Start of Text
Yes. And they still could have afforded 30 software engineers to work on ai/compute painpoints.

But let's asume they thought it was too expensive back then. There's still no reason not to invest in software in 2020 when their gross margin was absurd.

Yup. Have 15 of those software engineers contribute pull requests to PyTorch to make its OpenCL support on par with CUDA and take the other 15 engineers to do the same for TensorFlow and AMD would already be a serious contender in the AI space.
Does AMD have tensor cores?
I'm not so sure anymore. The big reason is that now that the ML framework ecosystem has fragmented into different "layers" of the stack, very few people are directly writing CUDA kernels anymore.

As a result, with things like XLA now supporting AMD GPUs using RoCM under the hood the feature gap has closed A LOT.

Sure, Nvidia still has the performance crown lead with CuDNN, NCCL, and other libraries providing major boosts. But AMD is starting to catch up quite fast.

> it might be too late and the proprietary ecosystem has probably won.

Compiler ecosystems can and have changed rather quickly. Especially given that most NNs run on a handful of frameworks. Not _that_ many people are writing directly on top of CUDA/cuDNN.

Make an equivalent toolchain that runs on cheaper hardware and the migration would be swift.

Currently AMD hardware is a bit behind and the toolchain is frustratingly buggy, but it's probably not as big of a moat as NVIDIA are trading on. Especially since NV's toolchain isn't particularly polished either.
End of Text
Start of Extracted records
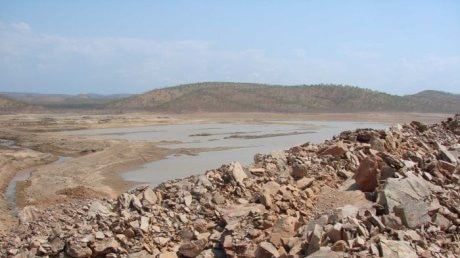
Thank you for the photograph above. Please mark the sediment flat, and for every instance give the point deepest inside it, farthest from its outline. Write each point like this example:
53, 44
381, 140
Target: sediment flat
94, 170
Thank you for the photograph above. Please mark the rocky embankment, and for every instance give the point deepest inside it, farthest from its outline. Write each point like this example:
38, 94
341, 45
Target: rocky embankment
410, 175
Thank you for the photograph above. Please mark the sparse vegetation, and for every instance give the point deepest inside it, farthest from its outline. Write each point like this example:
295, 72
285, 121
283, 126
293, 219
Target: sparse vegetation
250, 97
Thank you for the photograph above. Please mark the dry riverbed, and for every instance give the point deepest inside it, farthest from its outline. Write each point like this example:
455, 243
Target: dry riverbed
93, 170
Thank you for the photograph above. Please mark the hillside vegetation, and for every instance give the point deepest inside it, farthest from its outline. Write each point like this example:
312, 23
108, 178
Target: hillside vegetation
249, 97
7, 105
63, 101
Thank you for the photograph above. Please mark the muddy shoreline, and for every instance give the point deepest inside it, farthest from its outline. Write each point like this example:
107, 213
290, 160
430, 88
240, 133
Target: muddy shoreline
95, 170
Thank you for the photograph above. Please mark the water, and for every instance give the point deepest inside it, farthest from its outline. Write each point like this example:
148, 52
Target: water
22, 175
240, 142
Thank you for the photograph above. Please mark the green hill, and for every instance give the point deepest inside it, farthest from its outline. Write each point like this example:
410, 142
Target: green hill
250, 97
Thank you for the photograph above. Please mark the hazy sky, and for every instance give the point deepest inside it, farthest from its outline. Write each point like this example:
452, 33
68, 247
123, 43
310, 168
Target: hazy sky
112, 46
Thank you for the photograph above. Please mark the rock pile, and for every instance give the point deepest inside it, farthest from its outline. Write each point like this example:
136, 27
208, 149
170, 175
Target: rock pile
411, 174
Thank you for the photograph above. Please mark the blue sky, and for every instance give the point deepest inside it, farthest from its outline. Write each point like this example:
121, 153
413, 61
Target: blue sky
399, 47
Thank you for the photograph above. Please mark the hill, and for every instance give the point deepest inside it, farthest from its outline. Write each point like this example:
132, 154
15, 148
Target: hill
64, 101
250, 97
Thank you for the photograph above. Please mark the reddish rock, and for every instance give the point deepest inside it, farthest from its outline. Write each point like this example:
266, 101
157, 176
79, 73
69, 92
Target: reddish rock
368, 173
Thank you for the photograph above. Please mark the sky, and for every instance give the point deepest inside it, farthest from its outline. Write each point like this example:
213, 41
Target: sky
106, 47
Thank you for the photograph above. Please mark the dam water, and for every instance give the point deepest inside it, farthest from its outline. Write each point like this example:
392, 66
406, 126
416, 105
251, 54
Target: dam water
219, 143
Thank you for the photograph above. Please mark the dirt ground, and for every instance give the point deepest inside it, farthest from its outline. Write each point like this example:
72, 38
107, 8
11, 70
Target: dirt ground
93, 170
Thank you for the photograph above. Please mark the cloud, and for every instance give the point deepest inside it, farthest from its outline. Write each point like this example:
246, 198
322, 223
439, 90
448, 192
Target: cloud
32, 61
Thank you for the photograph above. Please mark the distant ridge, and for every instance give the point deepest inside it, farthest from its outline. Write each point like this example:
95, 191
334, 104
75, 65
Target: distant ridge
10, 105
251, 97
65, 101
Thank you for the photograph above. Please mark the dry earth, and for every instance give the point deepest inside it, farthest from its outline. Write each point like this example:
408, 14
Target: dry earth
93, 170
364, 193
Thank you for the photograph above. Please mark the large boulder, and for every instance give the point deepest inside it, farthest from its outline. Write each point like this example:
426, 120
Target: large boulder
238, 173
397, 249
406, 197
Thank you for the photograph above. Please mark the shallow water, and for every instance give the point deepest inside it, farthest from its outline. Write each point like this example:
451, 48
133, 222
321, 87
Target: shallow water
240, 142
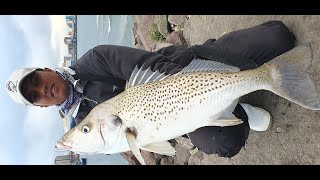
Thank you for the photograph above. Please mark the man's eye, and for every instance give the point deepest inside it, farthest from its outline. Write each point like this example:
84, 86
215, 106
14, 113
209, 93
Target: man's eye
36, 81
34, 97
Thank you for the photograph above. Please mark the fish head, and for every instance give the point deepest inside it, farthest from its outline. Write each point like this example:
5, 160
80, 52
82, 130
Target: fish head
96, 132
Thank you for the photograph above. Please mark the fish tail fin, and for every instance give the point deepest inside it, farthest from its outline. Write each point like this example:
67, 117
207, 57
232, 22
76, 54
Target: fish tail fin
291, 79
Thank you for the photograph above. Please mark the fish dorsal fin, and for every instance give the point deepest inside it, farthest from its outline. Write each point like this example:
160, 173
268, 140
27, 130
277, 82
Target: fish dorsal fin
140, 76
132, 142
163, 148
198, 65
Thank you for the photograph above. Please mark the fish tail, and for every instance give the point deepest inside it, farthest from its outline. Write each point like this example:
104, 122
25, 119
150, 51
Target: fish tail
291, 79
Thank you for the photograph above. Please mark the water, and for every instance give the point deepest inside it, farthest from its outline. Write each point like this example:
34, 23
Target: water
96, 30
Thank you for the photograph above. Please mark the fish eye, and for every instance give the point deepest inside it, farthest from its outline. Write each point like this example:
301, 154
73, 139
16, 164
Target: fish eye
85, 129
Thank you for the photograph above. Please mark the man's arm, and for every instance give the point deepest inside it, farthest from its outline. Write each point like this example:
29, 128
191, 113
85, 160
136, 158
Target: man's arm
119, 61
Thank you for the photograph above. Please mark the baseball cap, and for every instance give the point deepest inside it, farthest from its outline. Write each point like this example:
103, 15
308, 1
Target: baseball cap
13, 85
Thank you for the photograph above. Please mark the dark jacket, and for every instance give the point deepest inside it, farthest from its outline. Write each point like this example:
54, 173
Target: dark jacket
103, 72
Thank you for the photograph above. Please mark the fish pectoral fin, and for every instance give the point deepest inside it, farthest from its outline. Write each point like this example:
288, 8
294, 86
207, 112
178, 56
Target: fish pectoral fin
132, 142
225, 122
163, 148
227, 119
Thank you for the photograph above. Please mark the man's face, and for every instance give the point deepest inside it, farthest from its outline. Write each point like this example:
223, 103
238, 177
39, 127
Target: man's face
46, 88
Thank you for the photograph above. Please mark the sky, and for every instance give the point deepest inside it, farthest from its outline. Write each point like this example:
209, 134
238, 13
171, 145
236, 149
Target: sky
28, 134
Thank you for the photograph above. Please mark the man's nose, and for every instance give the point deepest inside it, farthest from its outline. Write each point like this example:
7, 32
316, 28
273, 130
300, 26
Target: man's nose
44, 89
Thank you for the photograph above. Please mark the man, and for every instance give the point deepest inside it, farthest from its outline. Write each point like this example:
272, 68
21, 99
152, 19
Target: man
102, 72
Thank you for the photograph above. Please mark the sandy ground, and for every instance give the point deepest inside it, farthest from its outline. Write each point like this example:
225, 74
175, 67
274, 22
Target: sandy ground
295, 135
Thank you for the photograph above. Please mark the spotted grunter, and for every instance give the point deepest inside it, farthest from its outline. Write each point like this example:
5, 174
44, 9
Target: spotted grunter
155, 108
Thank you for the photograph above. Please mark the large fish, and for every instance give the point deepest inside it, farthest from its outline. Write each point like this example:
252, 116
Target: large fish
155, 108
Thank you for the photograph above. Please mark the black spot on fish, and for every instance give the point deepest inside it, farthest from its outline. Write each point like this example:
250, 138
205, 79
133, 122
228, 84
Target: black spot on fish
117, 120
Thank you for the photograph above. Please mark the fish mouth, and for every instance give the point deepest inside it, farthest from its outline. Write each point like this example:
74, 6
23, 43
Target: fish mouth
64, 145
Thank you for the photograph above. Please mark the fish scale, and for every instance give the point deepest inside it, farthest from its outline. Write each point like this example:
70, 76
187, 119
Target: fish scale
153, 105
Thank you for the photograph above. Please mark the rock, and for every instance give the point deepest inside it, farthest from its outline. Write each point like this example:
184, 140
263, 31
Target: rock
176, 38
158, 156
162, 22
178, 20
165, 161
160, 45
132, 160
279, 130
149, 157
143, 32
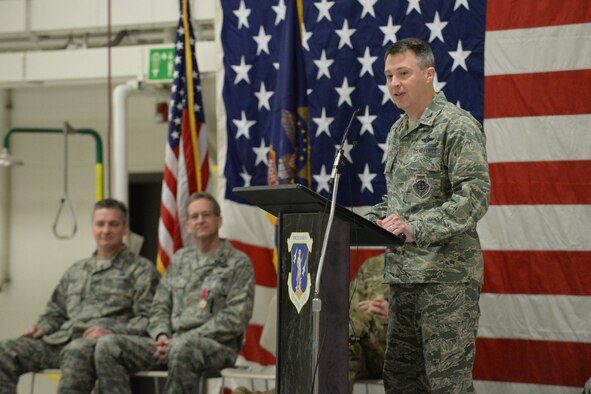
End of Extracted records
#### Questions
**A)** Decide whether each statement below agrees with the discussion of AMD and Nvidia. For each one, answer yes or no and quote the words of the discussion that decide it. (i) Few people now write CUDA kernels directly. (ii) XLA supports AMD GPUs through RoCM. (iii) NVIDIA's toolchain is particularly polished.
**B)** Carry on the discussion of AMD and Nvidia from its last sentence, writing one more reply in the same informal voice.

#### Activity answers
**A)**
(i) Yes: "very few people are directly writing CUDA kernels anymore."
(ii) Yes: "XLA now supporting AMD GPUs using RoCM under the hood"
(iii) No: "NV's toolchain isn't particularly polished either."

**B)**
>AMD picked open standards and made investments on open source frameworks and libraries commensurate with their financials, the hope being that the community could help pick up some of the slack.

This has been their claim, but more often than not they haven't actually done anything to encourage the community to pick up slack. So many of their graphics tools have been released with promises of some sort of support or of working with the community yet have basically had nothing to help the community help them.

Even accepting the unreasonable idea that they can't afford the full-time developers for the various tools and libraries they come up with, they often don't even really work with the community to build and maintain those.

One of the bigger cases which contributed to turning me off from AMD GPUs was buying a 5700XT at launch, eager to work on stuff using AMD specific features, only to be led on for over a year about how ROCm support was coming soon, every few months they'd push back the date further until they eventually just stopped responding at all. Trying to develop on their OpenGL drivers was a similar nightmare as soon as you wandered off the old well worn paths to more modern pipeline designs.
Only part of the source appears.